- Born: Gertrude Berliner 28 February 1903 Berlin, Germany
- Died: 26 February 1977 (aged 73) San Diego, California, U.S.
- Occupation: Actress
- Years active: 1916–1945

= Trude Berliner =

German actress (1903–1977)

Trude Berliner (28 February 1903 – 26 February 1977) was a German actress. She was one of many Jewish actors and actresses who were forced to flee Europe when the Nazis came to power in 1933.

==Biography==
Berliner was born Gertrude Berliner in Berlin, Germany]. She became a famous cabaret performer in Berlin. In 1925, she appeared in her first movie, a silent film called Krieg im Frieden. Berliner would wait four years before her second movie, but her film career would then take off. In 1929, she appeared in Dich hab ich geliebt, which would become the first German talkie released in the United States. Berliner appeared in a number of well known movies in Germany during the 1930s, including Masken, The Invisible Front, Großstadtnacht and Kaiserwalzer. Es war einmal ein Musikus (1933) was her last movie in Germany; it also featured S.Z. Sakall, in the fourth German movie that the two appeared in together.

Being Jewish, she left Germany when Hitler and the Nazi Party came to power in 1933 and went to France. In 1939, she immigrated to the United States. However, in Hollywood Berliner was not able to continue her promising movie career, receiving only bit roles in four movies. Her first role in an American film did not come until 1942, in Casablanca. She portrayed a woman playing baccarat with a Dutch banker (played by Torben Meyer). She appears in a scene with her four-time co-star from her career in Germany, S.Z. Sakall, when she says to his character, Carl the waiter, "Will you ask Rick if he will have a drink with us?", to which Carl responds, "Madame, he never drinks with customers. Never. I have never seen it."

Later that year, she had another bit part in the World War II romance Reunion in France, and in 1943 she played Frau Reitler in The Strange Death of Adolf Hitler. Her last American movie was a small uncredited role as a German actress in the musical The Dolly Sisters in 1945, again appearing with S.Z. Sakall. She did not appear on film again until 1955, with a small role in her final film, the West German production Before God and Man.

*Listed entries*.
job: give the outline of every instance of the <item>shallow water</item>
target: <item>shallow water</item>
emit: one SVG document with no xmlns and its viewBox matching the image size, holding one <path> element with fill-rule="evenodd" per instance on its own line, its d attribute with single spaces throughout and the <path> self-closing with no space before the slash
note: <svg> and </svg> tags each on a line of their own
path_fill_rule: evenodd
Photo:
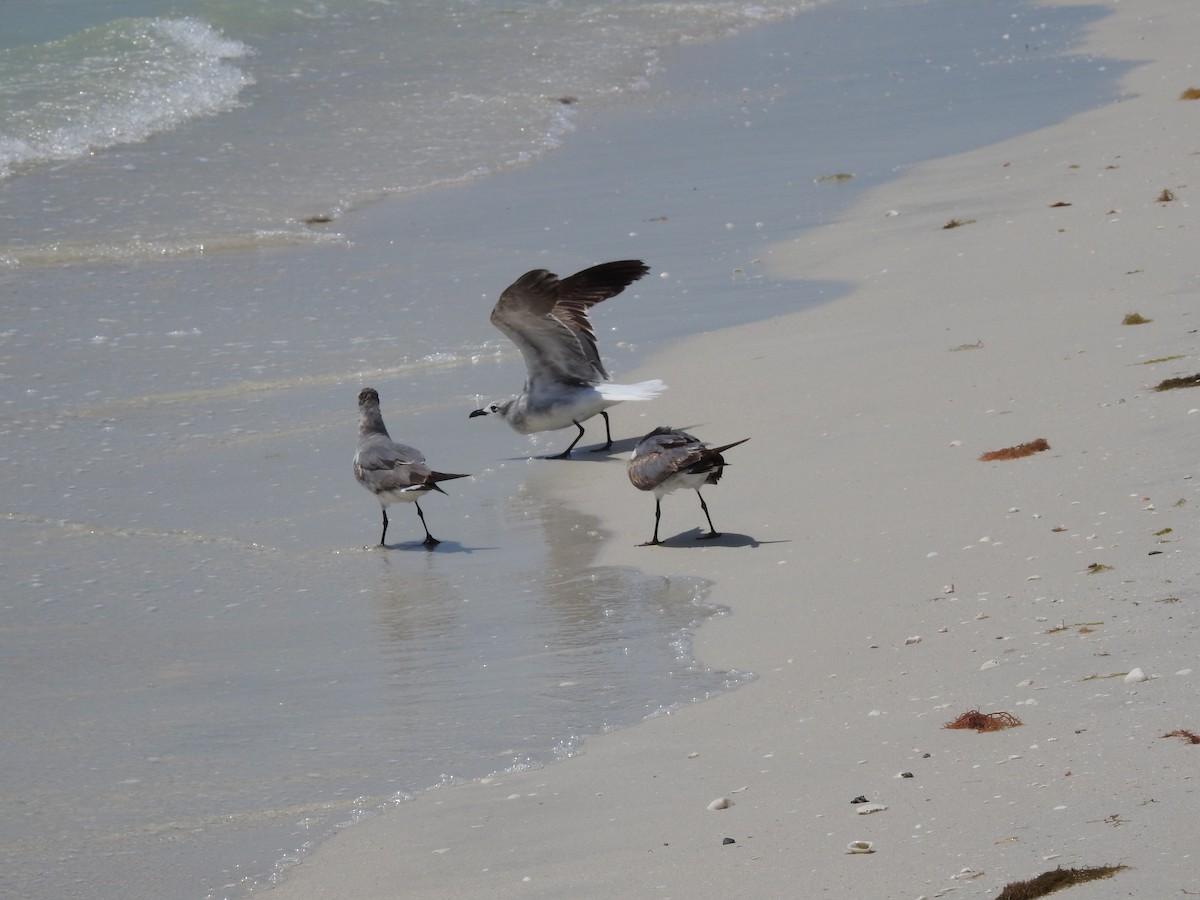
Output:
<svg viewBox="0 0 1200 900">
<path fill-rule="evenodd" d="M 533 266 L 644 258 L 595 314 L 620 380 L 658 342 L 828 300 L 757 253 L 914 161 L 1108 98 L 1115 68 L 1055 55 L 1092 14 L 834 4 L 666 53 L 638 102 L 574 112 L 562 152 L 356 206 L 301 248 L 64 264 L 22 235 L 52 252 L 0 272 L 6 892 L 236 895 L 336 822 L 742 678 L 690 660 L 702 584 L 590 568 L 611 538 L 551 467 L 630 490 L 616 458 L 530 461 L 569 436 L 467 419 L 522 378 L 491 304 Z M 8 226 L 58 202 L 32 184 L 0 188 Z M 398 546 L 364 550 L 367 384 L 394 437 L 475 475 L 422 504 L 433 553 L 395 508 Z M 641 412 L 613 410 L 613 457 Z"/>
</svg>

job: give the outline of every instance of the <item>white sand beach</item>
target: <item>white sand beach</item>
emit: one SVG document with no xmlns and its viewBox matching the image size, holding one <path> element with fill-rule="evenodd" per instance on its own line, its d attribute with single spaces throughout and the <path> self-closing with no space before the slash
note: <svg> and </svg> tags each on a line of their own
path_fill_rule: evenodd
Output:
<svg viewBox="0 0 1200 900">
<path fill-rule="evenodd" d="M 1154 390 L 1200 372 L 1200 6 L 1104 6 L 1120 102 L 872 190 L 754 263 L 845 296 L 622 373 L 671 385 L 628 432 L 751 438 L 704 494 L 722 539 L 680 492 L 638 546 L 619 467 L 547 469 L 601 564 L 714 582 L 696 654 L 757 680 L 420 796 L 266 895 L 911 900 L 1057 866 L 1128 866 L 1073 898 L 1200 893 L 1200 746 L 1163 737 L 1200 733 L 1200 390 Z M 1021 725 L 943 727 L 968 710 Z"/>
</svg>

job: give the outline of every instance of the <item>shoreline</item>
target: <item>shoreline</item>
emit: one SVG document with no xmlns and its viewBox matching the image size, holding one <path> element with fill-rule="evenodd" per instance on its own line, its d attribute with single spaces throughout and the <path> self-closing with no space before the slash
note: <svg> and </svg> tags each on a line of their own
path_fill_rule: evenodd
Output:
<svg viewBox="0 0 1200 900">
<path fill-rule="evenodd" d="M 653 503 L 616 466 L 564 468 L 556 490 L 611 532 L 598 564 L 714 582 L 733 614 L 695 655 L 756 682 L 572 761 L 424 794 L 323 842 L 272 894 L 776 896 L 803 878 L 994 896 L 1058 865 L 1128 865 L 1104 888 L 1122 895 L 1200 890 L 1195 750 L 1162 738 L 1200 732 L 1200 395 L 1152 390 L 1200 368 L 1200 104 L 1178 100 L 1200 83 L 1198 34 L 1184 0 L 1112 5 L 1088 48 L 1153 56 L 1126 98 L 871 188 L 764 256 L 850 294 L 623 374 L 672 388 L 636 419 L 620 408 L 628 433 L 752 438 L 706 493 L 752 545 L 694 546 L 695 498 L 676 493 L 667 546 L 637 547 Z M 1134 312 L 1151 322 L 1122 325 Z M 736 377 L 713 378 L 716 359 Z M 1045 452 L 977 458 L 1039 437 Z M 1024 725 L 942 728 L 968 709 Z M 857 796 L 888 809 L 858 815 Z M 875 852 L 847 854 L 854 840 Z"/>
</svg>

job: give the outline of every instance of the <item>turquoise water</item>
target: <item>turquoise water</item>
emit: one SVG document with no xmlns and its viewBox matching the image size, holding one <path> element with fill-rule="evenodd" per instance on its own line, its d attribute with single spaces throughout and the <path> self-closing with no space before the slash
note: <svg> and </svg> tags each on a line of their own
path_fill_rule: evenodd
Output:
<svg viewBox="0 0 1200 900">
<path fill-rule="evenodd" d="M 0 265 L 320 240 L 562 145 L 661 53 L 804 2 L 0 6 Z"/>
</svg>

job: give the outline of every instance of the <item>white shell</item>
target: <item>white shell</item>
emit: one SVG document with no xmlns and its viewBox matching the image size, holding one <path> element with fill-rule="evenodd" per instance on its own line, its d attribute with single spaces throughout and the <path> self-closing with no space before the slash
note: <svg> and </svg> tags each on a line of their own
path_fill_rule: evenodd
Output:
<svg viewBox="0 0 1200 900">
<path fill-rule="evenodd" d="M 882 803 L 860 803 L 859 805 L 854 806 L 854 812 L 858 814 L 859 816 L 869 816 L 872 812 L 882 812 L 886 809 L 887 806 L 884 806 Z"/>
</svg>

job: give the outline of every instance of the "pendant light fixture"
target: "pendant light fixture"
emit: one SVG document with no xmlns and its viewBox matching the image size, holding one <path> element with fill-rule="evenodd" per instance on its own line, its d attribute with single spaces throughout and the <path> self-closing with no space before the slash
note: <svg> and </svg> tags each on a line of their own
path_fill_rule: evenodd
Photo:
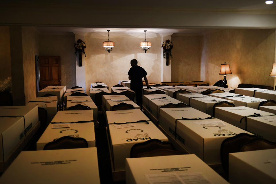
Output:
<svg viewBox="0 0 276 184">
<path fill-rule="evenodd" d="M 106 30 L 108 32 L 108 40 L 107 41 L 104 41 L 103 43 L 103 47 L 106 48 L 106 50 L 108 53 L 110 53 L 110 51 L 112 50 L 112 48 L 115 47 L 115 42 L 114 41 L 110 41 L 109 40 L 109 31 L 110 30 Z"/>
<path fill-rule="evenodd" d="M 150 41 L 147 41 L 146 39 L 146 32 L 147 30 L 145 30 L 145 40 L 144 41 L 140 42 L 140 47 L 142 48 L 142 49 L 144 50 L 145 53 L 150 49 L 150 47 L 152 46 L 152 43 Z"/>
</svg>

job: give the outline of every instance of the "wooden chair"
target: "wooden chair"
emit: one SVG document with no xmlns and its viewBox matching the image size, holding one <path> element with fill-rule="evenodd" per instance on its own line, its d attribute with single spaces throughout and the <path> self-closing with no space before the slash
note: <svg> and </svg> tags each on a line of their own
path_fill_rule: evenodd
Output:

*Set problem*.
Continue the Trude Berliner biography from its last sentence.

*Reply*.
Berliner lived quietly in California until she died on February 26, 1977, in San Diego, just two days shy of her 74th birthday.

==Selected filmography==

- Adamants letztes Rennen (1916) - Kind
- The Secret Agent (1924) - Zofe
- The Fire Dancer (1925)
- War in Peace (1925) - Ilka von Etvös - Tochter des Generals
- A Modern Casanova (1928) - Nina Ly
- Tempo! Tempo! (1929) - Mila
- The Circus Princess (1929)
- Hungarian Nights (1929)
- It's You I Have Loved (1929) - Edith Karin
- Marriage in Trouble (1929)
- Sturm auf drei Herzen (1930)
- Masks (1930)
- The Tiger Murder Case (1930) - Trude
- The Rhineland Girl (1930) - Grete
- Ein Walzer im Schlafcoupé (1930) - Lolo Marelli - Chansonette
- Pension Schöller (1930) - Fiffi
- The Singing City (1930) - Carmela - neapolitanisches Mädchen
- A Girl from the Reeperbahn (1930) - Margot
- Three Days of Love (1931) - Carla
- Circus Life (1931) - Kitty Rallay
- Every Woman Has Something (1931) - Olivia Dangerfield
- Ich heirate meinen Mann (1931) - Liane Colberg
- Der Stumme von Portici (1931) - Carmen
- Checkmate (1931) - Erika, Tänzerin
- My Heart Longs for Love (1931) - Elly Wallis
- Der verjüngte Adolar (1931) - Dodo Domani, Tänzerin
- Weekend in Paradise (1931) - Tutti, Animierdame
- Der Hochtourist (1931) - Lore Heller
- The Pride of Company Three (1932) - Vera, Stimmungssängerin
- Night Convoy (1932) - Spielklarissa
- Fräulein - Falsch verbunden (1932) - Lotte Schröder
- Durchlaucht amüsiert sich (1932) - Fifi
- Ein Prinz verliebt sich (1932)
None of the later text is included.